So pundits anticipating a free-floating exchange rate and end to the need for a
black market rate may be disappointed. A tightly controlled rate, but more
flexible than the present set-up, appears the more likely possibility - and
along the lines of China's crawling appreciation of the yuan. At the heart of
it, market manipulation that benefits the government.
But some change is necessary if the government (military-backed or otherwise)
is to keep its share of the pie. A fixed official rate benefits an isolationist
government (not necessarily the country as a whole) that wants to keep control
of the economy, even if a declining black market rate indicates growing social
poverty - which was clearly not a concern of the military that ruled Myanmar
for the past five decades.
The arguments for an out-of-kilter fixed rate falter when government changes
from an inflexible military to a placating civilian outfit, and the economy
becomes more open to private business. The direct economic and opportunity
costs to the elite of an unrealistic fixed rate become too high.
Even so, some generals doubtless see power slipping from their grasp. Others
recognize the impact on their own troops of the country's growing wealth gap.
Since February, a string of top officers have been sacked, allegedly for
corruption offenses, and more may follow, with investigations focusing "on
certain military officers because they had been outspoken in calling for better
conditions for soldier," the Irrawaddy web site reported on August 9.
Among those getting their marching orders, inspector and auditor-general
Major-General Kyaw Phyo and Major-General Khin Zaw Oo, chairman of the
military's Union of Myanmar Economic Holdings.

**TASKS TO CARRY OUT:**
(a) Please write out a passage from the Myanmar exchange-rate text without changes, beginning at the words "So pundits anticipating" and stopping after the words "benefits the government.".
(b) According to the Myanmar exchange-rate text, why do the arguments for an out-of-kilter fixed rate falter when the government changes to a civilian one and the economy opens to private business? Answer in one to three sentences.
(c) In the Myanmar exchange-rate text, who is named as chairman of the military's Union of Myanmar Economic Holdings?

**Dataset rows:**
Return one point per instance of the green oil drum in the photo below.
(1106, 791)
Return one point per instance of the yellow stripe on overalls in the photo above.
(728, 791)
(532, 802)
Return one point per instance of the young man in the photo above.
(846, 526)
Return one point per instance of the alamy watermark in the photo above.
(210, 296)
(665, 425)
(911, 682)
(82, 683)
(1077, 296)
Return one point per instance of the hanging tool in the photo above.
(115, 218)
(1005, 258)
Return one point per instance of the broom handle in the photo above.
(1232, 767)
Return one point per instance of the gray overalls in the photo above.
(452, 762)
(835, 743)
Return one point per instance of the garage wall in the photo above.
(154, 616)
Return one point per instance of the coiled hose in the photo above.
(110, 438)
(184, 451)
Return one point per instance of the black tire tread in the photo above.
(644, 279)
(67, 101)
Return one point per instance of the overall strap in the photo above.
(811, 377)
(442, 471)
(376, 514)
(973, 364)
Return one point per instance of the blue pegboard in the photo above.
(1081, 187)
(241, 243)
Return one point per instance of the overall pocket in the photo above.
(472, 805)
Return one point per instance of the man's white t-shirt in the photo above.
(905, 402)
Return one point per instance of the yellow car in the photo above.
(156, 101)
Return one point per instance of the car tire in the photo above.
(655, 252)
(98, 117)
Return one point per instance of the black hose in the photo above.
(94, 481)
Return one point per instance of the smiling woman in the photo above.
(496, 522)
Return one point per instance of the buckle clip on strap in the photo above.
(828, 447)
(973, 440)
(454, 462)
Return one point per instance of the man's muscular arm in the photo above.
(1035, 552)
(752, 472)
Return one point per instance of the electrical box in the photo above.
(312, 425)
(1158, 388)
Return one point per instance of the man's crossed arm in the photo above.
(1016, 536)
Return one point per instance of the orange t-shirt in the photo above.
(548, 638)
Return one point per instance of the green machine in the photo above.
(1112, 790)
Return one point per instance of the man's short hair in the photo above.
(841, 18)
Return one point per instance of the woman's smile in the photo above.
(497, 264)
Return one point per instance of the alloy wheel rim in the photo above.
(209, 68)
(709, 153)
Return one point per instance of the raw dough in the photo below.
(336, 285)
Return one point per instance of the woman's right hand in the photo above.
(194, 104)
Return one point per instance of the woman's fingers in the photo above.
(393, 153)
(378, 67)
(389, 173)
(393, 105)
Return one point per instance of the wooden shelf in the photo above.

**ANSWERS FOR THIS EXERCISE:**
(a)
So pundits anticipating a free-floating exchange rate and end to the need for a
black market rate may be disappointed. A tightly controlled rate, but more
flexible than the present set-up, appears the more likely possibility - and
along the lines of China's crawling appreciation of the yuan. At the heart of
it, market manipulation that benefits the government.

(b) Under those conditions, the direct economic and opportunity costs that an unrealistic fixed rate imposes on the elite become too high.

(c) Major-General Khin Zaw Oo.